◆ TO BE DONE
- a) Answer these about the issue report on Ignite 2.17 service node filters:
(i) In which Ignite version did these issues not exist?
(ii) Which issue is named as the likely cause?
(iii) Which test demonstrates issue #1?
- b) Go on with the issue report on Ignite 2.17 service node filters, starting after its final line.

Alexey Kukushkin created IGNITE-28592:
-----------------------------------------

             Summary: Broken Ignite Service Node Filter in Ignite 2.17
                 Key: IGNITE-28592
                 URL: https://issues.apache.org/jira/browse/IGNITE-28592
             Project: Ignite
          Issue Type: Improvement
    Affects Versions: 2.17
            Reporter: Alexey Kukushkin


Ignite 2.17 introduced several severe issues with service node filters that did 
not exist in Ignite 2.16:
 # {*}Services deployed on non-matching nodes{*}: A service with a node filter 
that does not match a node is actually deployed on that node.
 # {*}Services not deployed on matching nodes{*}: A service with a node filter 
that matches a node is actually not deployed on that node.
 # {*}Cluster instability on node departure{*}: When a node without a service 
leaves the cluster, other nodes hosting that service crash due to a 
{{{}NullPointerException{}}}.

h2. Analysis

All these issues were likely caused by IGNITE-23226.
h2. Reproducer

The test {{ServiceNodeFilterTest#doesNotDeployServiceNotMatchingFilter}} 
demonstrates issue #1.

The test {{ServiceNodeFilterTest#servicelessNodeDoesNotFailServiceNode}} is 
flaky and can demonstrate:
 - {*}Issue #2{*}: When it fails to wait for the expected service deployment.
 - {*}Issue #3{*}: When it fails with an {{AssertionError}} on [line 481 of 
ServiceDeploymentTask.java|https://github.com/apache/ignite/blob/2.17.0/modules/core/src/main/java/org/apache/ignite/internal/processors/service/ServiceDeploymentTask.java#L481]
 (if assertions are enabled) or a {{NullPointerException}} on [line 
483|https://github.com/apache/ignite/blob/2.17.0/modules/core/src/main/java/org/apache/ignite/internal/processors/service/ServiceDeploymentTask.java#L483]
 otherwise.

{code:java}
package sandbox.ignite;

import org.apache.ignite.Ignite;
import org.apache.ignite.Ignition;
import org.apache.ignite.cluster.ClusterNode;
import org.apache.ignite.configuration.IgniteConfiguration;
import org.apache.ignite.lang.IgnitePredicate;
import org.apache.ignite.services.Service;
import org.apache.ignite.services.ServiceConfiguration;
import org.apache.ignite.spi.discovery.tcp.TcpDiscoverySpi;
import org.apache.ignite.spi.discovery.tcp.ipfinder.vm.TcpDiscoveryVmIpFinder;
import org.junit.jupiter.api.Test;

import java.time.Duration;
import java.util.Collections;
import java.util.Objects;
import java.util.function.Supplier;

import static org.junit.jupiter.api.Assertions.assertEquals;
import static org.junit.jupiter.api.Assertions.assertFalse;
import static org.junit.jupiter.api.Assertions.assertTrue;

/**
* Reproduces Ignite Service node filter issues in Ignite 2.17 that did not 
exist in Ignite 2.16.
 */
public class ServiceNodeFilterTest {
    private static final String SERVICE_NAME = 
IgniteEchoService.class.getName();

    /**
*** Ignite should not deploy a service on a node that does not match the 
service's node filter.

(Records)

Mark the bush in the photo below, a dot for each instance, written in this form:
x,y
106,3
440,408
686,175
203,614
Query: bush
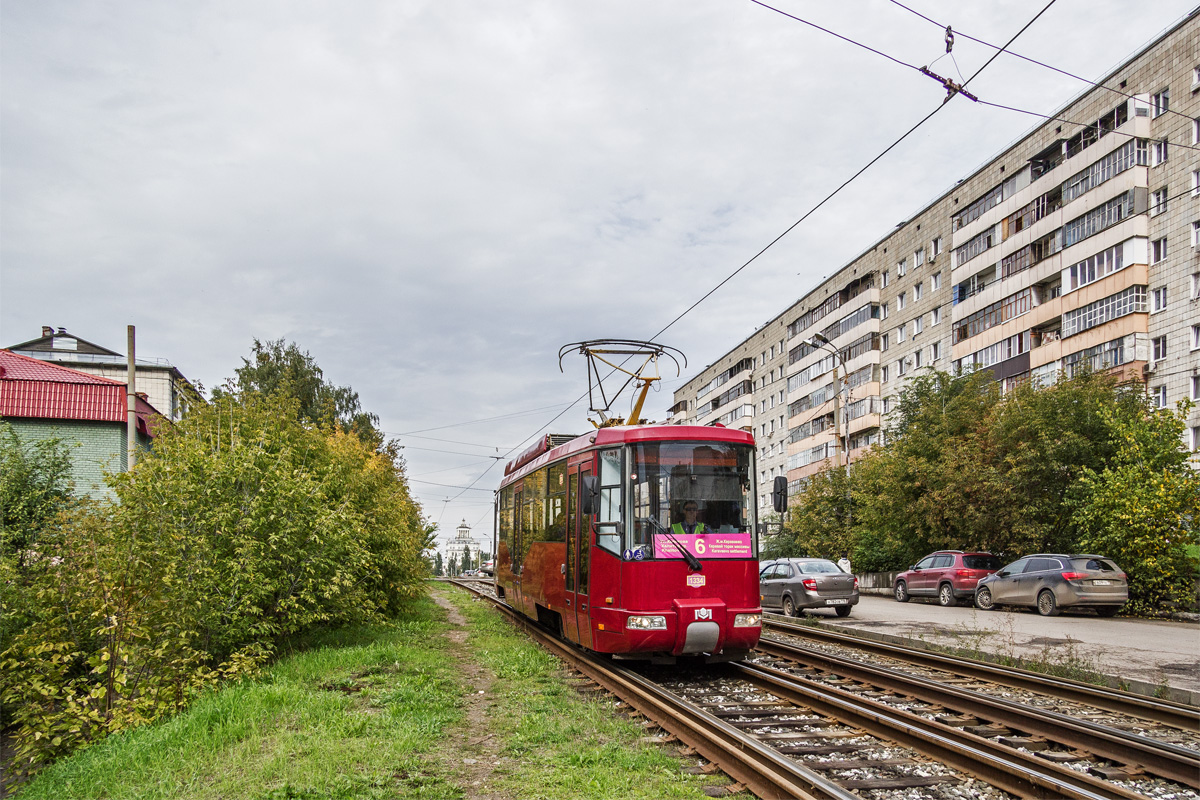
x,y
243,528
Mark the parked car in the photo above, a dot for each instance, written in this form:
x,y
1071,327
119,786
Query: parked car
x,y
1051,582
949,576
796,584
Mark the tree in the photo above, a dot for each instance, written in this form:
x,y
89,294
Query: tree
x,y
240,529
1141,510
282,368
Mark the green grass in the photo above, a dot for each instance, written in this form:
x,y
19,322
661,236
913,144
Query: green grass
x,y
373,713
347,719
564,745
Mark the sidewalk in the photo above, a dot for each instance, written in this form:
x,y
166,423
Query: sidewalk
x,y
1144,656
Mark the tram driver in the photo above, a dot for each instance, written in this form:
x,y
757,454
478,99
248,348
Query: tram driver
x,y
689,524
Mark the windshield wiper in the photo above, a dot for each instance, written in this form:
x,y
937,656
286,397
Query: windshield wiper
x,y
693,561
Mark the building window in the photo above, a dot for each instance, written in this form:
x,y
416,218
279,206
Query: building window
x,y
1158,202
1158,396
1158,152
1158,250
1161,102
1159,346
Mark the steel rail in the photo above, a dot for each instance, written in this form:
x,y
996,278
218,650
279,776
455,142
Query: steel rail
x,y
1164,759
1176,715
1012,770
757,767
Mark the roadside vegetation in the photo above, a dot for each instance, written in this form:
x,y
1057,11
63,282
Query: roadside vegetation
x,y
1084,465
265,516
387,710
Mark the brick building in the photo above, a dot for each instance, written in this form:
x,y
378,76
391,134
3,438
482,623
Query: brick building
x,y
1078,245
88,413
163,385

◆ ANSWER SET
- a)
(i) Ignite 2.16
(ii) IGNITE-23226
(iii) ServiceNodeFilterTest#doesNotDeployServiceNotMatchingFilter

- b)
     */
    @Test
    public void doesNotDeployServiceNotMatchingFilter() throws 
InterruptedException {
        // GIVEN configuration for an Ignite cluster with two server nodes and 
a service whose node filter
        // does not match any of the servers
        final var serviceConfig = new ServiceConfiguration()
            .setName(SERVICE_NAME)
            .setService(new IgniteEchoService())
            .setTotalCount(0)
            .setMaxPerNodeCount(1)
            .setNodeFilter(new NodeConsistentIdFilter("noSuchId"));
        final var ignite1Config = 
getIgniteConfiguration("ignite1").setServiceConfiguration(serviceConfig);
        final var ignite2Config = 
getIgniteConfiguration("ignite2").setServiceConfiguration(serviceConfig);

        // WHEN the cluster is formed
        try (final var ignite1 = Ignition.start(ignite1Config);
             final var ignored = Ignition.start(ignite2Config)) {
            // THEN the service is not deployed on any node
            final var isServiceDeployed = waitFor(() -> 
IsServiceDeployedLocally(ignite1), Duration.ofSeconds(10));
            assertFalse(isServiceDeployed);
        }
    }

    /**
*** When a node without a service leaves the cluster, it should not cause 
another node to crash.
     */
    @Test
    public void servicelessNodeDoesNotFailServiceNode() throws 
InterruptedException {
        // GIVEN configuration for an Ignite cluster with three server nodes 
and a service whose node filter
        // matches only one node
        final var SERVICE_NODE_ID = "ignite2";
        final var serviceConfig = new ServiceConfiguration()
            .setName(SERVICE_NAME)
            .setService(new IgniteEchoService())
            .setTotalCount(1)
            .setMaxPerNodeCount(1)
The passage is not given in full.